[PROBLEM TO WORK ON]
Begin at the line that has "Note: pick out every instance of the white sneaker" and stop after the line that has "(1042, 440)". Write out only those entries again, with "Keypoints" changed to "Points" and everything else left the same.

— BEGIN TASK DATA —

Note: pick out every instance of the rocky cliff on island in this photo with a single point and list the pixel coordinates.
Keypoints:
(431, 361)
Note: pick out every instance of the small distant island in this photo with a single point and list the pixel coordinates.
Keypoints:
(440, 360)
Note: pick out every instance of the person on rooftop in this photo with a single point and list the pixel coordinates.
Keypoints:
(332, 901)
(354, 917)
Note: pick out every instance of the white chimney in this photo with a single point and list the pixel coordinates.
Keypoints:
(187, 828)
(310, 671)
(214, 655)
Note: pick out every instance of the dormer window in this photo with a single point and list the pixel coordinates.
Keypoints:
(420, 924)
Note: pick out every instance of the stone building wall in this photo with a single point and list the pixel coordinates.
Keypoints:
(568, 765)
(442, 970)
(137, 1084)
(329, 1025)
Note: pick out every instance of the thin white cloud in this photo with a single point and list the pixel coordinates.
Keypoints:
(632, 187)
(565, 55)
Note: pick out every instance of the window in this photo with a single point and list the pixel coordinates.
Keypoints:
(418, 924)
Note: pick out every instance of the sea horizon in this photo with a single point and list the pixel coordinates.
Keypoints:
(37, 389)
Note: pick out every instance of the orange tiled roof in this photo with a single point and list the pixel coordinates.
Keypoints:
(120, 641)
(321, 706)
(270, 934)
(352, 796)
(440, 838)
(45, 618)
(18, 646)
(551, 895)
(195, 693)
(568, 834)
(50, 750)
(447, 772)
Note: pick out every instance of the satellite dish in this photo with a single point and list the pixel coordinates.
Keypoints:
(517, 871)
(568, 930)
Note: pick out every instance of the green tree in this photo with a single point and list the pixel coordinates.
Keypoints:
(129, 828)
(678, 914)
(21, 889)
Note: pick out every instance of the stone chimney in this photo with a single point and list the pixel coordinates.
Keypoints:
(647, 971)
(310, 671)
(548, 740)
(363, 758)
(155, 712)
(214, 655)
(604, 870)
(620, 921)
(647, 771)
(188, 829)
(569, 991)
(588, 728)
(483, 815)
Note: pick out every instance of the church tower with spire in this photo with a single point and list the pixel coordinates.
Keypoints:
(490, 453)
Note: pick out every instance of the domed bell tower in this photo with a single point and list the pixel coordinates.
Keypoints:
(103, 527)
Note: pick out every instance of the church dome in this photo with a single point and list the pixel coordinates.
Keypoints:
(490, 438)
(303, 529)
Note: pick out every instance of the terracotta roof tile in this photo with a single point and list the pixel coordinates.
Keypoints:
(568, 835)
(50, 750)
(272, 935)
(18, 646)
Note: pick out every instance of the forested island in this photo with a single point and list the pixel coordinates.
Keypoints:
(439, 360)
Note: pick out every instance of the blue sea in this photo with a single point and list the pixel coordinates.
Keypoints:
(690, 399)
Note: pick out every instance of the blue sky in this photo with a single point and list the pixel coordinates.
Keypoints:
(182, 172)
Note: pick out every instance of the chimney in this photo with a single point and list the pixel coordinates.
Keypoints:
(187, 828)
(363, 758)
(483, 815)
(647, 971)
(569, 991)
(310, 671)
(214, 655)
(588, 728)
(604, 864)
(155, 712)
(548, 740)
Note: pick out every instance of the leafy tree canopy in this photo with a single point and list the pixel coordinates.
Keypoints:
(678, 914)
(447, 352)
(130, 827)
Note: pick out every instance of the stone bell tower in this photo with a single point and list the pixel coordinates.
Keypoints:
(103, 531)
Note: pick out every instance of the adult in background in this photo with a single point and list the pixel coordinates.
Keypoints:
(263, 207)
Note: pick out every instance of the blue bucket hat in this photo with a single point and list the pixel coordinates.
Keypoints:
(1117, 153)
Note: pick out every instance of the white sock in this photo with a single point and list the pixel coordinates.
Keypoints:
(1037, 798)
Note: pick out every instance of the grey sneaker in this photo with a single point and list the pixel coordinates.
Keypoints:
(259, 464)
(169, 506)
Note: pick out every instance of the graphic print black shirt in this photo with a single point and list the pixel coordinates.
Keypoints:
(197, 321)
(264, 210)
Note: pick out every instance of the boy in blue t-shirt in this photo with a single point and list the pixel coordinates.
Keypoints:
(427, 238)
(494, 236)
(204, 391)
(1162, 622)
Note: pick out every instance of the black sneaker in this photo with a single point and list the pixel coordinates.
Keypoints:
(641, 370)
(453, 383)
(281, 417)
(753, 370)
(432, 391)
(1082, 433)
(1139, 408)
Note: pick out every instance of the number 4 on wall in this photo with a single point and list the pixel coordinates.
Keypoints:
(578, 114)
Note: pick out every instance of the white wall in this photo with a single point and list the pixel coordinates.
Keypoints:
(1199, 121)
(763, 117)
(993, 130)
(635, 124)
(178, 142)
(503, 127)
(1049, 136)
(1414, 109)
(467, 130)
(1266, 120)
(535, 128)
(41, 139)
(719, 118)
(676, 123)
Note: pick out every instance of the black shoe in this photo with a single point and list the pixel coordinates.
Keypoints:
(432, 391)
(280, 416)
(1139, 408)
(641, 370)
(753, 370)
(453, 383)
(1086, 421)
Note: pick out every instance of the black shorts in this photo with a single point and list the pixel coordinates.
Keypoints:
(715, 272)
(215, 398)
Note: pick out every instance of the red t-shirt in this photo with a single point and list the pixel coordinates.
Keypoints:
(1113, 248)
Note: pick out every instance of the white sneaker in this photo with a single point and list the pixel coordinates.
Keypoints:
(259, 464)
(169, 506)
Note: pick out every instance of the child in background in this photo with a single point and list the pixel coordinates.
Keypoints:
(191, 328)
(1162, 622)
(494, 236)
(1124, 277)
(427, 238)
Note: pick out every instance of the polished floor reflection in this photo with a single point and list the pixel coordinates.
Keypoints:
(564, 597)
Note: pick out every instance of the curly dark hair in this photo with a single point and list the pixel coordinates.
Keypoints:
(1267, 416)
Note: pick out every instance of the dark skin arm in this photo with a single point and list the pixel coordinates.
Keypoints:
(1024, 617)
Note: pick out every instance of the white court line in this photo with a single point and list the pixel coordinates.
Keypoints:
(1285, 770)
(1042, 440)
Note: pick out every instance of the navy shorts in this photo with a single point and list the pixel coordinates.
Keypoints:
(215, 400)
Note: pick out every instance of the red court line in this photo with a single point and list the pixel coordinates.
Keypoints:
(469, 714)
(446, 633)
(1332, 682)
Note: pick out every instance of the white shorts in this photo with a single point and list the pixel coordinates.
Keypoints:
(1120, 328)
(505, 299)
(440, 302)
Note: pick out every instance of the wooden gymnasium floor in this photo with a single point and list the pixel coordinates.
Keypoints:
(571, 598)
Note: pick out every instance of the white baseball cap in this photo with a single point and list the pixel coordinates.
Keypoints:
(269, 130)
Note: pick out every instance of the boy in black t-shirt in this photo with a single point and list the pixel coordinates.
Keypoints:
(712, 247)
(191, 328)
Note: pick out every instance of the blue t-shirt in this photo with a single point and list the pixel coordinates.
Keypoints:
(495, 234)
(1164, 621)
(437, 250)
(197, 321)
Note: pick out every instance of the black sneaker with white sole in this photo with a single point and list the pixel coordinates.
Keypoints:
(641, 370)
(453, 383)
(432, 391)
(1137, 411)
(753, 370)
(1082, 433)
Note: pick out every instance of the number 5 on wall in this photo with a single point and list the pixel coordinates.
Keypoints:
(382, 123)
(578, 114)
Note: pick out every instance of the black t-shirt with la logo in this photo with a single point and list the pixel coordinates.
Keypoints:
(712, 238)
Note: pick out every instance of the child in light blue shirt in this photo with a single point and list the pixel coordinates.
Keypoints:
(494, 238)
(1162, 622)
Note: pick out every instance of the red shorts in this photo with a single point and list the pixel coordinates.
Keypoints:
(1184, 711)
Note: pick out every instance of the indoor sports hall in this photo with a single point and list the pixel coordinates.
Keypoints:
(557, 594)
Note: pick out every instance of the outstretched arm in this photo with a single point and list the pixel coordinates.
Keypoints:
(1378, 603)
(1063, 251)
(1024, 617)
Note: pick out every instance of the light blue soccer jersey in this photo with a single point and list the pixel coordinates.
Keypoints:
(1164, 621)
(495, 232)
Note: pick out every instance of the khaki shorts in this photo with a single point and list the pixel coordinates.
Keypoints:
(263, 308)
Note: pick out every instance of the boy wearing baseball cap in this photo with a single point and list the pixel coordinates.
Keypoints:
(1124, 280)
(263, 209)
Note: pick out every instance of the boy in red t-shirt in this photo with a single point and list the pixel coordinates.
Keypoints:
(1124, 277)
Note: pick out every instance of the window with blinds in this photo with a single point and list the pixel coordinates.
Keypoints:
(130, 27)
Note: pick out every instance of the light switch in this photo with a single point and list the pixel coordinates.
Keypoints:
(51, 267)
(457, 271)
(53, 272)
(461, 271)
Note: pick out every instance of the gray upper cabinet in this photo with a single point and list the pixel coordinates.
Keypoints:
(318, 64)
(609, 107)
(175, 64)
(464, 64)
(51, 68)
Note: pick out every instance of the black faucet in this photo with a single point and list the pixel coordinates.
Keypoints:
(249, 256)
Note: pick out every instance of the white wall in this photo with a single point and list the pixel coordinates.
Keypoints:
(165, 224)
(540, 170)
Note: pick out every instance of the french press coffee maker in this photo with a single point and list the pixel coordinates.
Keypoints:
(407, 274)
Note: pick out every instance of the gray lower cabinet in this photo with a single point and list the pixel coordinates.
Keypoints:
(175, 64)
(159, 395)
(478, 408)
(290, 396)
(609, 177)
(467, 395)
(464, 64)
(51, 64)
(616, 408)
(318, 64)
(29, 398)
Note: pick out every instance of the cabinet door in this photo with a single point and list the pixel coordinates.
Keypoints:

— END TASK DATA —

[TASK SOLUTION]
Note: pick out every instance of the white sneaker in this photo with a single point and list the pixel coordinates.
Points:
(259, 464)
(169, 506)
Note: pick out every instance of the child in background in this photo with a single point and list the pixel coordinates.
Points:
(191, 328)
(1162, 622)
(494, 236)
(1124, 277)
(427, 238)
Note: pick out every instance of the polished floor reflection in this photo with a single point and list the pixel coordinates.
Points:
(564, 597)
Note: pick out every instance of the curly dark hair in this photo with a single point and list the pixel coordinates.
Points:
(1267, 416)
Note: pick out every instance of the dark skin arm in this photo with a single point and list the pixel coordinates.
Points:
(1024, 617)
Note: pick out every instance of the white court line in this photo with a single point and list the pixel coordinates.
Points:
(1285, 770)
(1042, 440)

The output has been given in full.